Jakarta (ANTARA) - The National Research and Innovation Agency (BRIN) researcher Binov Handitya highlighted the importance of local wisdom as a consideration for inclusion in forestry governance, especially for communities that have lived a long time around forests.

During an online discussion from Jakarta, Wednesday, Handitya stated that the relation between forest protection and local wisdom can be found in the portrait of the ecological behavior of indigenous people, who have lived for centuries around the forest.

"Local communities have their own way of taking better care of the land and natural resources because they have a kind of religious attachment to the forest," he remarked.

Ancestral values and ethics included in local wisdom encompass how humans should treat nature and relate to nature that has existed for a long time.

"Local communities are expected to be the main maintenance agents in terms of biodiversity and forest conservation," he noted.

On the same occasion, Subarudi from the BRIN Population Research Center stated that a lot of local wisdom is taken into consideration in forest management, for instance, local wisdom regarding durian in Kalimantan.

He explained that community participation in forest governance has also been encouraged by the government through the Ministry of Environment and Forestry (KLHK) through social forestry schemes.

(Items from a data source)
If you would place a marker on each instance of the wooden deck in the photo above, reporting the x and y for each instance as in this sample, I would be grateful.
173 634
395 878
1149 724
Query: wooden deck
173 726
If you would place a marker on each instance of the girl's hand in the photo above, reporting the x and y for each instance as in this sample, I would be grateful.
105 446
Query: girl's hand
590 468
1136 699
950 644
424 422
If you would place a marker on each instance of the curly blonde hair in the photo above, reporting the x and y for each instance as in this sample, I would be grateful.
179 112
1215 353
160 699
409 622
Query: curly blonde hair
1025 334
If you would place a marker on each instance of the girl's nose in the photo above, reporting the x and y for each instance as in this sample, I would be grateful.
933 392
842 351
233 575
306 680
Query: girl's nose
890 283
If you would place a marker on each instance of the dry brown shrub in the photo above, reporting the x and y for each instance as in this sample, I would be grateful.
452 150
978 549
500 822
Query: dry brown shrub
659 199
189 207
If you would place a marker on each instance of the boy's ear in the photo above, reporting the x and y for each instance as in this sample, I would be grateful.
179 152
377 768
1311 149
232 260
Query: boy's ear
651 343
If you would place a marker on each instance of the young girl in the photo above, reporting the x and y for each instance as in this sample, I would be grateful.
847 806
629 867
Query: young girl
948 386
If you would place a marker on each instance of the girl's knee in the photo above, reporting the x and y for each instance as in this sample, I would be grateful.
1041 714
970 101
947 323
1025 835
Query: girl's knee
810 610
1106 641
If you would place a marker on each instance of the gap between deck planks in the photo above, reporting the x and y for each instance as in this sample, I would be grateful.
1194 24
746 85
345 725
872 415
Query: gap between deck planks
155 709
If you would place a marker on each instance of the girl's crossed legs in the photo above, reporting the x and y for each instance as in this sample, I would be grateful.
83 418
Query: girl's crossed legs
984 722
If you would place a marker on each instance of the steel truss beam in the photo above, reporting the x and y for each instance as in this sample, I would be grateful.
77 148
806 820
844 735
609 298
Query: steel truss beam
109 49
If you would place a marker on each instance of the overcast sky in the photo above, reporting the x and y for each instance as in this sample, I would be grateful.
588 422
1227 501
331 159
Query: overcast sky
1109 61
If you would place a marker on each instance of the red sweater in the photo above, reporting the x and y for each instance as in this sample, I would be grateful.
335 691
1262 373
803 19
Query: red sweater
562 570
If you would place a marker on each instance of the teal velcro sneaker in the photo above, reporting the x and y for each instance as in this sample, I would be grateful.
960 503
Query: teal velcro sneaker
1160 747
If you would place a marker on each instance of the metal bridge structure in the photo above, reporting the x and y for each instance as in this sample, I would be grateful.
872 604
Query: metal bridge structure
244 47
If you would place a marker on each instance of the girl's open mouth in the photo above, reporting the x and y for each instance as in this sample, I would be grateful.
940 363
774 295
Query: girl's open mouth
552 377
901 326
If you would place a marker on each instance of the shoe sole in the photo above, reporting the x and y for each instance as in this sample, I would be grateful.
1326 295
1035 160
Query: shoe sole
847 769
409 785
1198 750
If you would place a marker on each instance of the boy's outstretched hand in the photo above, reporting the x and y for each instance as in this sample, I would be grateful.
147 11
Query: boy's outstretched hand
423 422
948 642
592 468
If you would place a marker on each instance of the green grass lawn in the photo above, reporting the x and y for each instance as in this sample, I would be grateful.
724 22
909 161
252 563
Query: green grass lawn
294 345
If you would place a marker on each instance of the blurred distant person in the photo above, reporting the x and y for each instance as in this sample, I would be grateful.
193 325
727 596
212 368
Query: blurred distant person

**CHALLENGE 1:**
According to the article on local wisdom in forestry, which local wisdom in Kalimantan did Subarudi give as an example?
**CHALLENGE 2:**
Update the forestry article starting with "He explained that" and going on through "social forestry schemes.", putting "community forestry programs" in place of "social forestry schemes".

**CORRECT RESPONSE 1:**
Local wisdom regarding durian.

**CORRECT RESPONSE 2:**
He explained that community participation in forest governance has also been encouraged by the government through the Ministry of Environment and Forestry (KLHK) through community forestry programs.